_Instructions for the task:_
Continue the passage below about the internal resistance of battery cells and powering a pair of solenoids, picking up after its last sentence.

_Selected passage:_
* * *
The key factor here is the internal resistance of different types of cell.
A fresh alkaline C cell has an open circuit voltage of 1.5V, and an internal resistance in the range 150mΩ to 300mΩ (according to this Energizer datasheet).
This implies that even a dead short across the cell (which will totally collapse the output voltage) will only give 5A-10A.
If you maximize the useable power by matching the load resistance to the internal resistance, you can't expect more than 2W-3W usable power per cell (with the same amount lost in internal heating).
For each solenoid the power needed is 12*12/4=36W, so 72W for the pair. Allow 90% boost efficiency, and you're looking for ~80W.
This implies that you will need somewhere between 30 & 40 fresh cells to drive the pair....
Even at 9V, the solenoids still need 9*9/4=~20W each, or 40W the pair, so 15-20 C cells.
Checking the datasheet for the large D cells, we see they have very similar internal resistance, so this doesn't help.
You should therefore consider using rechargeable batteries which typically have much lower internal resistance (NiCd, NiMH, Lead-Acid, or one of the lithium chemistries).
* * *
_Supplied entries:_

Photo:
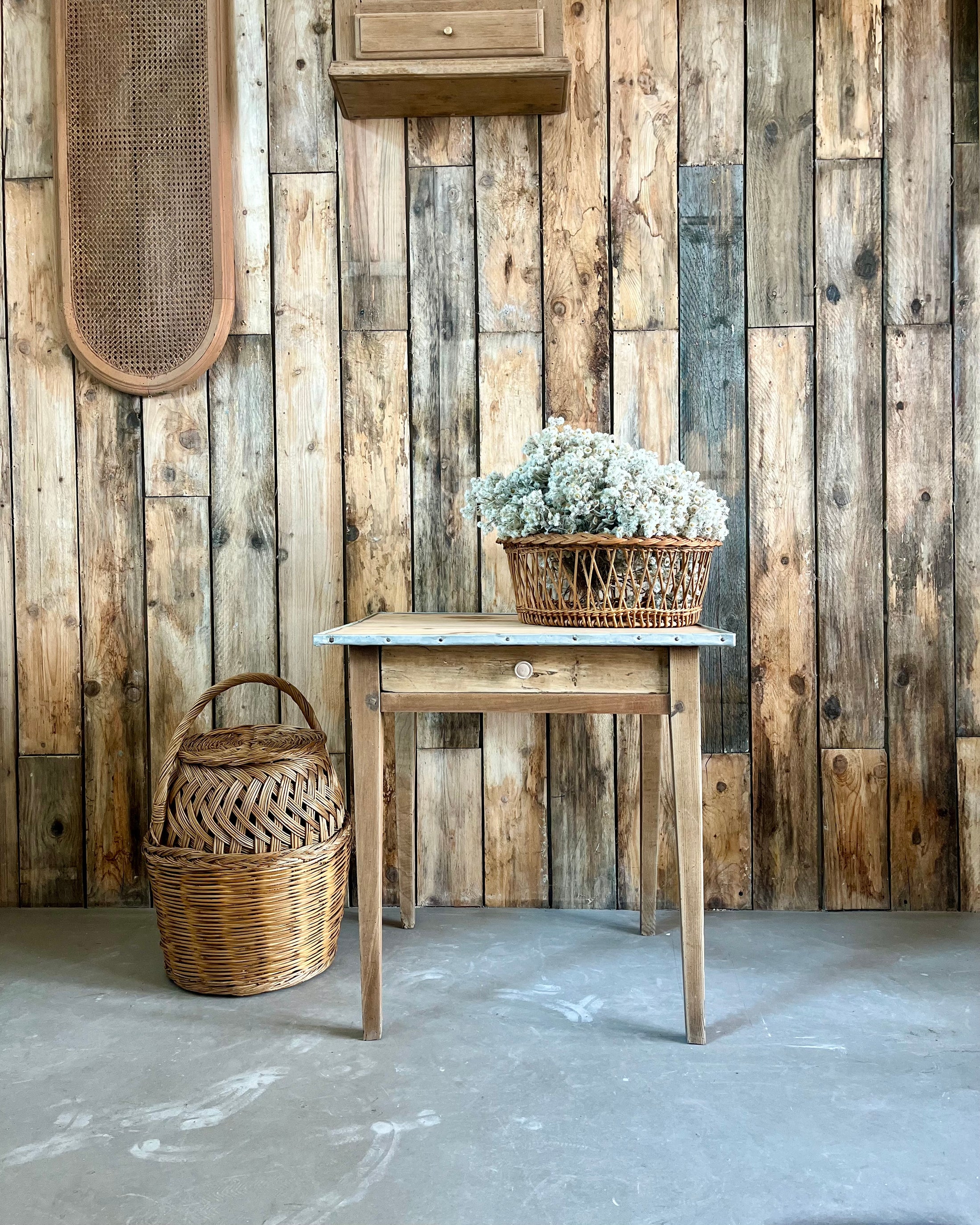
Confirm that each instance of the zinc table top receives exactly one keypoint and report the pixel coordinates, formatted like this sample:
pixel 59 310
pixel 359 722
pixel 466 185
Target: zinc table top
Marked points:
pixel 504 629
* * *
_Exercise response:_
For instance, the equivalent Energizer NiMH C cell has an internal resistance of 11mΩ full charged, and has speced discharge curves at 5A with just 55mV drop. Even 1/2 charged the resistance is only 22mΩ.
This means you can get 15-30W of usable power out of each battery, so 6xC NiMH cells would be able to supply 90-180W of power, which is what you need. However, be aware that there will be significant internal heating of the batteries.
Also worth considering use a dedicated NiCd or LiPo battery pack designed for use in RC vehicles, as these have even lower internal resistance, which will drastically reduce the internal heating.